>>

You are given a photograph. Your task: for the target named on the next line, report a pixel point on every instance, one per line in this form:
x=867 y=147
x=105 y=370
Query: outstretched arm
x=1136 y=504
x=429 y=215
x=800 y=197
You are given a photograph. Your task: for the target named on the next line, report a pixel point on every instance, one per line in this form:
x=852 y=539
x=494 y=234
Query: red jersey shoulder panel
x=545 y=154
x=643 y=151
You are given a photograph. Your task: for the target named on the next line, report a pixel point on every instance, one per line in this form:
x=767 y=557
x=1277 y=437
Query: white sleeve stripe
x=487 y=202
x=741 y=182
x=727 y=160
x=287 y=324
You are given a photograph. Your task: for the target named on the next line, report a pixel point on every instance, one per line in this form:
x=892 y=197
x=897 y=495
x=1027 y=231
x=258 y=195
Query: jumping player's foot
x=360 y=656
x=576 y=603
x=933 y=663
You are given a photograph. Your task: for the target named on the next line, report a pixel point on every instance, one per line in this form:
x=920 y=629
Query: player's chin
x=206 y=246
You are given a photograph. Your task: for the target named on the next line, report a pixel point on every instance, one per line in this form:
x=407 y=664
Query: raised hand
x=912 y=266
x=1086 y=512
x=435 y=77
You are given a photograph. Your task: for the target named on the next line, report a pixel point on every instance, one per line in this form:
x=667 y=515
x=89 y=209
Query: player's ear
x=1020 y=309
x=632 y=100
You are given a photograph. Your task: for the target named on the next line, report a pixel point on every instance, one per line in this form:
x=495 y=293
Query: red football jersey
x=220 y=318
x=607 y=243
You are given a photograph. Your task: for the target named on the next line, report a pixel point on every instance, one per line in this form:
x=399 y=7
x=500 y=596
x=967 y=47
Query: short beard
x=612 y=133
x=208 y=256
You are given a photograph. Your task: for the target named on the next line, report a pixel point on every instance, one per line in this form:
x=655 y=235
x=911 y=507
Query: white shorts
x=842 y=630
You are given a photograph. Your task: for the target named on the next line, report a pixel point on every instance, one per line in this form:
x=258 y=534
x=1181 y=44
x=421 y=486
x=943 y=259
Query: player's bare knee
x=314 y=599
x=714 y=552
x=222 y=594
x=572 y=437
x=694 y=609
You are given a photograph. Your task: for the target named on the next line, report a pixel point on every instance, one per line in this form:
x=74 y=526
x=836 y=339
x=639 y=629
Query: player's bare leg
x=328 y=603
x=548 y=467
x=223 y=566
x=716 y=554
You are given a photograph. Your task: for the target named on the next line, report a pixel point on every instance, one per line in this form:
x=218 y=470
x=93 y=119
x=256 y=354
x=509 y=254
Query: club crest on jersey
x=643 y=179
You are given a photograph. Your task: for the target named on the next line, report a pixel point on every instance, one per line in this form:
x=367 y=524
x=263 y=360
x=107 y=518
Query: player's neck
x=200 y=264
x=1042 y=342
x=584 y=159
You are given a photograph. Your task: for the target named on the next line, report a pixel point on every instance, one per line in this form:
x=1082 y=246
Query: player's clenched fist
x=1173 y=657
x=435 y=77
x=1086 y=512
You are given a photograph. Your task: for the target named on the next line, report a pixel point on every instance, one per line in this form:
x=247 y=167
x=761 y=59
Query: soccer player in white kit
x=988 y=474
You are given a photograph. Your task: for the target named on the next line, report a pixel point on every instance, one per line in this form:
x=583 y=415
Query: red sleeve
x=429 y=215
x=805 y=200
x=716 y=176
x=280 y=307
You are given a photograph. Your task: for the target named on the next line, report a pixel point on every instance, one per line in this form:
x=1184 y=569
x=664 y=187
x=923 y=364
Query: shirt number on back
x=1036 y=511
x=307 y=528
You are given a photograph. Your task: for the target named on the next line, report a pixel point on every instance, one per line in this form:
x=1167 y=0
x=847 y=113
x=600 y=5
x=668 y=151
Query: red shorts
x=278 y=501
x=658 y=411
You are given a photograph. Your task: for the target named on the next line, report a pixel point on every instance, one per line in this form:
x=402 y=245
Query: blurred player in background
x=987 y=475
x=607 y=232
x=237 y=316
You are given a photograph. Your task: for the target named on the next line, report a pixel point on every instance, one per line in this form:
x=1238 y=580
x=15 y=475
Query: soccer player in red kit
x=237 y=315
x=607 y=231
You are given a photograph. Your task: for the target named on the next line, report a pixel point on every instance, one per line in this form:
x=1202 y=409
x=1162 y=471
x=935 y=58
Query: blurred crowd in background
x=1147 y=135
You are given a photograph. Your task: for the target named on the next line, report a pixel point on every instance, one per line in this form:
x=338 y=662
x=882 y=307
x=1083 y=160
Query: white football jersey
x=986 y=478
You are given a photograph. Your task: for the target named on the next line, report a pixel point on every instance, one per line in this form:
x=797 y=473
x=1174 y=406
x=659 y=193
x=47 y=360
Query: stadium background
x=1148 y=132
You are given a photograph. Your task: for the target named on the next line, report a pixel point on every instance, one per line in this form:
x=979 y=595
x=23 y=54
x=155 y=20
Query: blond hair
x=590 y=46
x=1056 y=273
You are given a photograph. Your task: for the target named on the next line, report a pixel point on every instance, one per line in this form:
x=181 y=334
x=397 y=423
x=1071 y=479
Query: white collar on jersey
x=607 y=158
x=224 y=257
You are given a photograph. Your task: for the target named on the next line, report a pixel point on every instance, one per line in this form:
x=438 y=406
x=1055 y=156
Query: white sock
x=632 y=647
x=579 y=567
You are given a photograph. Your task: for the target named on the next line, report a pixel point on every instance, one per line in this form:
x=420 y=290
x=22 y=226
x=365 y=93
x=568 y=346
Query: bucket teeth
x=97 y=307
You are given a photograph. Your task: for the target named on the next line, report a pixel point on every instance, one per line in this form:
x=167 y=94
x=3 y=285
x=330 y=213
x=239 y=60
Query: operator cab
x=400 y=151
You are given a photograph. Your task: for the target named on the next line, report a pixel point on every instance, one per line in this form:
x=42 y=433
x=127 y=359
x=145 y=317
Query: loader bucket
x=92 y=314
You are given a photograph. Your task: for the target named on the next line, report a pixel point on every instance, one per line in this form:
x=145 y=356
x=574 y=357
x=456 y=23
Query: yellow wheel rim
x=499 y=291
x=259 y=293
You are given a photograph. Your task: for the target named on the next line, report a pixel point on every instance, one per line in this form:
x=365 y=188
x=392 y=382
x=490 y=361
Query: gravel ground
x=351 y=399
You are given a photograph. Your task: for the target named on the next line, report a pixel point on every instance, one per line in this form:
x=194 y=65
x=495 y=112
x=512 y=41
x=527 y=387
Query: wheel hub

<<

WORK INSTRUCTIONS>
Can you format every line of the listing above as a Markdown table with the columns "No." and "Content", numbering the lines in order and leaving out any blank ones?

EXERCISE RESPONSE>
| No. | Content |
|---|---|
| 1 | You are given a photograph. Your task: for the target named on the next line, report a pixel point on every instance, one per line in this form: |
| 2 | x=867 y=147 |
| 3 | x=105 y=370 |
| 4 | Query: outstretched arm |
| 5 | x=1136 y=504 |
| 6 | x=429 y=215 |
| 7 | x=800 y=197 |
| 8 | You are given a photograph. Your task: for the target named on the next line, report a pixel point on every instance, one per line in this form: |
| 9 | x=852 y=539 |
| 10 | x=494 y=234 |
| 11 | Query: red jersey shoulder panel |
| 12 | x=545 y=154 |
| 13 | x=643 y=151 |
| 14 | You are given a photograph. Your task: for the target named on the next line, report a pixel point on every instance, one per line in this form: |
| 15 | x=767 y=557 |
| 16 | x=1277 y=437 |
| 17 | Query: white sleeve stripe |
| 18 | x=487 y=202 |
| 19 | x=741 y=182 |
| 20 | x=727 y=160 |
| 21 | x=287 y=324 |
| 22 | You are given a photograph. Your task: for the target named on the next line, report a pixel point on every instance, one per line in this form: |
| 23 | x=892 y=197 |
| 24 | x=897 y=495 |
| 25 | x=1027 y=231 |
| 26 | x=258 y=195 |
| 27 | Query: jumping player's foot |
| 28 | x=360 y=656 |
| 29 | x=576 y=603 |
| 30 | x=933 y=663 |
| 31 | You are given a photograph. Your task: for the target named on the next line, report a pixel point on every instance, one per line in this form: |
| 32 | x=920 y=629 |
| 33 | Query: player's chin |
| 34 | x=206 y=246 |
| 35 | You are given a photograph. Your task: for the target named on the next line, report a pixel point on every instance, one per line in this form: |
| 36 | x=407 y=664 |
| 37 | Query: raised hand |
| 38 | x=912 y=266 |
| 39 | x=1086 y=512 |
| 40 | x=435 y=77 |
| 41 | You are given a photograph. Your task: for the target named on the next line, report a pixel point on every instance, one per line in this form: |
| 42 | x=667 y=515 |
| 43 | x=89 y=209 |
| 44 | Query: player's ear |
| 45 | x=1020 y=309 |
| 46 | x=632 y=100 |
| 47 | You are given a photograph. Your task: for the target named on the next line, report a pixel point on every instance, one per line in this form: |
| 48 | x=495 y=293 |
| 49 | Query: red football jersey |
| 50 | x=220 y=318 |
| 51 | x=607 y=243 |
| 52 | You are given a photograph. Your task: for the target named on the next line, report a pixel point on every instance, one per line in this form: |
| 53 | x=399 y=7 |
| 54 | x=500 y=596 |
| 55 | x=967 y=47 |
| 56 | Query: short beard |
| 57 | x=612 y=133 |
| 58 | x=208 y=256 |
| 59 | You are given a photograph. Your task: for the target named on the next line, report a pixel point on every instance, one per line in this form: |
| 60 | x=655 y=235 |
| 61 | x=911 y=507 |
| 62 | Query: white shorts |
| 63 | x=842 y=630 |
| 64 | You are given a photograph. Your task: for the target named on the next line, report a pixel point on every instance, one per line in this form: |
| 65 | x=258 y=534 |
| 66 | x=1181 y=44 |
| 67 | x=421 y=486 |
| 68 | x=943 y=259 |
| 69 | Query: player's bare knee |
| 70 | x=314 y=599 |
| 71 | x=714 y=552 |
| 72 | x=222 y=594 |
| 73 | x=572 y=437 |
| 74 | x=694 y=609 |
| 75 | You are given a photograph. Your task: for the target named on the next line, report a pixel point on every instance, one per line in this form: |
| 76 | x=74 y=526 |
| 77 | x=836 y=339 |
| 78 | x=639 y=629 |
| 79 | Query: player's bare leg |
| 80 | x=328 y=603 |
| 81 | x=548 y=467 |
| 82 | x=223 y=566 |
| 83 | x=716 y=554 |
| 84 | You are given a photograph. Your task: for the target named on the next line, report a pixel point on every instance, one per line in this form: |
| 85 | x=218 y=470 |
| 86 | x=93 y=119 |
| 87 | x=256 y=354 |
| 88 | x=509 y=254 |
| 89 | Query: club crest on jersey |
| 90 | x=643 y=179 |
| 91 | You are given a photograph. Your task: for the target named on the next line, report a pixel point on every instance, one per line in this form: |
| 92 | x=367 y=524 |
| 93 | x=263 y=360 |
| 94 | x=107 y=518 |
| 95 | Query: player's neck |
| 96 | x=200 y=264 |
| 97 | x=1042 y=342 |
| 98 | x=584 y=159 |
| 99 | You are given a photograph. Your task: for the target named on the next line, report a pixel point on every instance, one per line in this form: |
| 100 | x=1082 y=246 |
| 101 | Query: player's clenched fist |
| 102 | x=1173 y=657 |
| 103 | x=435 y=77 |
| 104 | x=1086 y=512 |
| 105 | You are given a photograph. Your task: for the target named on the next line, report a pixel point on every instance, one per line in this form: |
| 106 | x=247 y=167 |
| 107 | x=761 y=59 |
| 108 | Query: soccer player in white kit |
| 109 | x=988 y=474 |
| 110 | You are given a photograph. Your task: for the target named on the next line, report a pixel point on every instance, one per line in this form: |
| 111 | x=583 y=415 |
| 112 | Query: red sleeve |
| 113 | x=429 y=215 |
| 114 | x=805 y=200 |
| 115 | x=716 y=176 |
| 116 | x=280 y=307 |
| 117 | You are given a photograph. Your task: for the target named on the next line, report a pixel point on every instance, one per line in this form: |
| 118 | x=1184 y=569 |
| 119 | x=664 y=187 |
| 120 | x=923 y=364 |
| 121 | Query: shirt number on back |
| 122 | x=1036 y=511 |
| 123 | x=307 y=528 |
| 124 | You are given a photograph. Your task: for the target named on the next line, report a pixel point on every instance, one per line in this form: |
| 125 | x=1167 y=0 |
| 126 | x=847 y=113 |
| 127 | x=600 y=5 |
| 128 | x=668 y=151 |
| 129 | Query: red shorts |
| 130 | x=278 y=501 |
| 131 | x=658 y=411 |
| 132 | You are given a photograph. Your task: for the target named on the next line, report a pixel point on every instance, one per line in this form: |
| 133 | x=402 y=245 |
| 134 | Query: blurred player in background |
| 135 | x=987 y=475 |
| 136 | x=607 y=232 |
| 137 | x=237 y=316 |
| 138 | You are given a photograph. Your task: for the target named on the next line, report a pixel point on every instance, one per line in this form: |
| 139 | x=1238 y=580 |
| 140 | x=15 y=475 |
| 141 | Query: soccer player in red kit |
| 142 | x=237 y=315 |
| 143 | x=607 y=231 |
| 144 | You are given a photograph. Your task: for the target named on the next line, report a pixel point on every instance, one per line in this form: |
| 145 | x=1202 y=409 |
| 146 | x=1162 y=471 |
| 147 | x=935 y=58 |
| 148 | Query: blurred crowd in background |
| 149 | x=1147 y=135 |
| 150 | You are given a photograph. Your task: for the target named on the next line, report a pixel point on every instance, one per line in this form: |
| 151 | x=338 y=662 |
| 152 | x=882 y=307 |
| 153 | x=1083 y=160 |
| 154 | Query: white football jersey |
| 155 | x=986 y=478 |
| 156 | You are given a photograph. Your task: for the target named on the next line, report a pixel point on every instance, one per line in this form: |
| 157 | x=797 y=473 |
| 158 | x=1174 y=406 |
| 159 | x=659 y=193 |
| 160 | x=47 y=360 |
| 161 | Query: stadium background |
| 162 | x=1148 y=132 |
| 163 | You are given a photograph. Your task: for the target named on the next line, report a pixel point on every instance, one per line in this form: |
| 164 | x=979 y=595 |
| 165 | x=23 y=54 |
| 166 | x=155 y=20 |
| 167 | Query: blond hair |
| 168 | x=590 y=46 |
| 169 | x=1056 y=273 |
| 170 | You are given a photograph. Your task: for the target named on the next line, report a pixel point on every instance, one per line in this form: |
| 171 | x=181 y=334 |
| 172 | x=397 y=423 |
| 173 | x=1071 y=479 |
| 174 | Query: white collar on jersey |
| 175 | x=607 y=158 |
| 176 | x=224 y=257 |
| 177 | You are given a photograph. Your task: for the target named on the next line, report a pixel point on every instance, one per line in this form: |
| 178 | x=438 y=406 |
| 179 | x=1055 y=156 |
| 180 | Query: white sock |
| 181 | x=632 y=647 |
| 182 | x=579 y=567 |
| 183 | You are given a photograph. Your task: for the target named on the next line, report a pixel point on every instance, one per line in this form: |
| 184 | x=420 y=290 |
| 185 | x=22 y=226 |
| 186 | x=365 y=93 |
| 187 | x=568 y=346 |
| 188 | Query: bucket teeth |
| 189 | x=97 y=307 |
| 190 | You are given a photograph. Your task: for the target named on the next line, report a pixel point on every instance, one per line in this form: |
| 191 | x=167 y=94 |
| 192 | x=3 y=285 |
| 193 | x=330 y=213 |
| 194 | x=239 y=60 |
| 195 | Query: operator cab |
| 196 | x=400 y=151 |
| 197 | You are given a photograph. Your task: for the target named on the next line, report a pixel point on every instance, one per line in this form: |
| 198 | x=42 y=433 |
| 199 | x=127 y=359 |
| 200 | x=145 y=317 |
| 201 | Query: loader bucket |
| 202 | x=92 y=314 |
| 203 | You are given a photograph. Your task: for the target named on the next line, report a pixel point on every instance, one per line in this form: |
| 204 | x=145 y=356 |
| 205 | x=574 y=357 |
| 206 | x=456 y=23 |
| 207 | Query: yellow wheel rim |
| 208 | x=499 y=291 |
| 209 | x=259 y=293 |
| 210 | You are given a photograph. Your task: for the target named on the next line, report a pixel point on every instance, one per line in this form: |
| 211 | x=365 y=188 |
| 212 | x=392 y=382 |
| 213 | x=490 y=361 |
| 214 | Query: gravel ground |
| 215 | x=351 y=399 |
| 216 | You are given a photograph. Your task: for the target named on the next line, report a pixel point on every instance, one per line in this form: |
| 217 | x=194 y=65 |
| 218 | x=495 y=112 |
| 219 | x=512 y=41 |
| 220 | x=527 y=387 |
| 221 | Query: wheel hub |